:: INSTRUCTIONS TO FOLLOW ::
Render every line of the records below as a JSON array of strings, one string per line, with blank lines omitted.

:: RECORDS TO USE ::
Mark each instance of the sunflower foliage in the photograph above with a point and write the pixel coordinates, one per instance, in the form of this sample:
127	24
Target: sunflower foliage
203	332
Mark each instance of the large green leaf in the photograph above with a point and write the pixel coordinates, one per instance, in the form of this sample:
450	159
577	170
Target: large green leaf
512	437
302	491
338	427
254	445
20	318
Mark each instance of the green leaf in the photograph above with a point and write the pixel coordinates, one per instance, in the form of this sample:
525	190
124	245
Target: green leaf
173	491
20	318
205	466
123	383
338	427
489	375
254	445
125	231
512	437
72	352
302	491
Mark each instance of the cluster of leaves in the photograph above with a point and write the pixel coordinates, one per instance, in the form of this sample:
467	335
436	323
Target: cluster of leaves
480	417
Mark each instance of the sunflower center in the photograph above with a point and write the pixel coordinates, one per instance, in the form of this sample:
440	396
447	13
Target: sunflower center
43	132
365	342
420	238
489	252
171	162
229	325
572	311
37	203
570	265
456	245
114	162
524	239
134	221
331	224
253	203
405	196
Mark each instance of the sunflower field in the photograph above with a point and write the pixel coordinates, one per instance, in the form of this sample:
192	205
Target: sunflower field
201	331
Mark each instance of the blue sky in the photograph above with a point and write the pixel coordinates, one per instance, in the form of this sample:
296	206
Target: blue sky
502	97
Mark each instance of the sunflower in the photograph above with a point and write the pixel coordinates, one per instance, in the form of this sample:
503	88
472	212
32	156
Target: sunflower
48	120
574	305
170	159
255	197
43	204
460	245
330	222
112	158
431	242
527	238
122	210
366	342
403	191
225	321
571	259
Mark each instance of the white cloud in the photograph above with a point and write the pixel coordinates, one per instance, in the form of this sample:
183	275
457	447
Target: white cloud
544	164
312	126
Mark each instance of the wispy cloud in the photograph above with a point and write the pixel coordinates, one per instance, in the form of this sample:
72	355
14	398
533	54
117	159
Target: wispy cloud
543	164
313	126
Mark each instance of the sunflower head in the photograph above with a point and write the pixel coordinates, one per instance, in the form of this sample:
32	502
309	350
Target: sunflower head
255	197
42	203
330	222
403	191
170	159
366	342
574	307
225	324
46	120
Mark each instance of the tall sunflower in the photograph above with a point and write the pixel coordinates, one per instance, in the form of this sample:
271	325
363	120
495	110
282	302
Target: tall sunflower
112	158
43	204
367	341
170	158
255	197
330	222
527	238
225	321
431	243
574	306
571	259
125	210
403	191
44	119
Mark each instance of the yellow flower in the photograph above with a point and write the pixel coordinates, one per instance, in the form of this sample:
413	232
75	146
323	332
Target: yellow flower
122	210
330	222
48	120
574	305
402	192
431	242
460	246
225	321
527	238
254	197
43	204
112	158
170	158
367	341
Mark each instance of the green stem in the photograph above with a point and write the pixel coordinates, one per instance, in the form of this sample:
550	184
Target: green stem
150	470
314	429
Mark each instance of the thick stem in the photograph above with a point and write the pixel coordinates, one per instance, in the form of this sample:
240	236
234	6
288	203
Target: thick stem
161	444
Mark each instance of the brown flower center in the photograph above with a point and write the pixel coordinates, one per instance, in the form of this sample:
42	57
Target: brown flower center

:: RESULT OF THE EXERCISE ::
[
  "Mark each instance of the sunflower foliage in the photograph above with a point and write the pixel coordinates, one per instance, in the form of this sample:",
  "127\t24",
  "Target: sunflower foliage",
  "203\t332",
  "Mark each instance of the large green leaf in the photograph above with a point and write the pixel coordinates, one per instance, in the form of this sample:",
  "450\t159",
  "577\t170",
  "Target: large green leaf",
  "512\t437",
  "302\t491",
  "338\t427",
  "254\t445",
  "20\t318",
  "Mark each instance of the green leaf in the photograph above with a point and write the pixel coordinates, one per instance, in the form of this sample:",
  "525\t190",
  "124\t245",
  "Target: green leaf",
  "173\t491",
  "20\t318",
  "205\t466",
  "123\t383",
  "338\t427",
  "489\t375",
  "254\t445",
  "125\t231",
  "512\t437",
  "72\t352",
  "302\t491",
  "Mark each instance of the cluster of leaves in the photograph above with a point and write the pixel coordinates, one per instance, in the form of this sample:",
  "467\t335",
  "436\t323",
  "Target: cluster of leaves",
  "480\t417",
  "Mark each instance of the sunflower center in the photograph above with a point and write the pixel coordinates, one per instance, in the form of this sample:",
  "440\t396",
  "447\t13",
  "Target: sunflower center",
  "43\t132",
  "365\t342",
  "420\t238",
  "489\t252",
  "171\t162",
  "229\t325",
  "572\t311",
  "37\t203",
  "570\t265",
  "456\t245",
  "114\t162",
  "524\t239",
  "134\t221",
  "331\t224",
  "253\t203",
  "405\t196",
  "Mark each instance of the sunflower field in the photograph above with a point and write the pixel coordinates, one per instance, in the form of this sample:",
  "192\t205",
  "Target: sunflower field",
  "201\t331",
  "Mark each instance of the blue sky in the photograph above with a point and write the pixel coordinates, one per instance, in the form of this sample:",
  "296\t206",
  "Target: blue sky",
  "502\t97",
  "Mark each instance of the sunflower in the photograph above with a point and write the pixel coordinates, one per instance, in the form of this sample:",
  "503\t88",
  "472\t212",
  "32\t156",
  "Target: sunflower",
  "48\t120",
  "574\t305",
  "170\t159",
  "255\t197",
  "43\t204",
  "460\t245",
  "330\t222",
  "112\t158",
  "431\t242",
  "527\t238",
  "122\t210",
  "366\t342",
  "403\t191",
  "225\t321",
  "571\t259",
  "Mark each instance of the white cloud in the photograph above with a point and write the pixel coordinates, one per instance, in the form of this sample:",
  "183\t275",
  "457\t447",
  "Target: white cloud",
  "544\t164",
  "312\t126",
  "Mark each instance of the wispy cloud in the photograph above with a point and write the pixel coordinates, one per instance, in the form of this sample:",
  "72\t355",
  "14\t398",
  "533\t54",
  "117\t159",
  "Target: wispy cloud",
  "543\t164",
  "313\t126",
  "Mark each instance of the sunflower head in the photograph above with a point and write the pixel coordinates, one per instance, in the form of this sample:",
  "32\t502",
  "309\t350",
  "Target: sunflower head",
  "255\t197",
  "42\t203",
  "330\t222",
  "403\t191",
  "170\t159",
  "366\t342",
  "574\t307",
  "225\t324",
  "46\t120",
  "Mark each instance of the tall sunflower in the photograph above with a point and write the pixel coordinates, one per instance, in the form of this sample:",
  "271\t325",
  "363\t120",
  "495\t110",
  "282\t302",
  "Target: tall sunflower",
  "112\t158",
  "43\t204",
  "367\t341",
  "170\t158",
  "255\t197",
  "330\t222",
  "527\t238",
  "225\t321",
  "431\t243",
  "574\t306",
  "571\t259",
  "125\t210",
  "403\t191",
  "44\t119",
  "Mark each instance of the yellow flower in the photograph above with a point and write the pixel coordinates, one per instance, in the form of this sample:",
  "413\t232",
  "75\t146",
  "323\t332",
  "Target: yellow flower",
  "122\t210",
  "330\t222",
  "48\t120",
  "574\t305",
  "402\t192",
  "431\t242",
  "460\t246",
  "225\t321",
  "527\t238",
  "254\t197",
  "43\t204",
  "112\t158",
  "170\t158",
  "367\t341",
  "Mark each instance of the green stem in the photograph above with a point and write the pixel coordinates, one per instance, in the form of this sample:",
  "550\t184",
  "Target: green stem",
  "150\t470",
  "314\t429",
  "Mark each instance of the thick stem in the photograph above with a point and write the pixel coordinates, one per instance, in the form of this sample:",
  "240\t236",
  "234\t6",
  "288\t203",
  "Target: thick stem",
  "161\t444",
  "Mark each instance of the brown flower center in the photograph above with a point and write the pixel coordinates, one per instance, in the form of this sample:",
  "42\t57",
  "Target: brown flower center"
]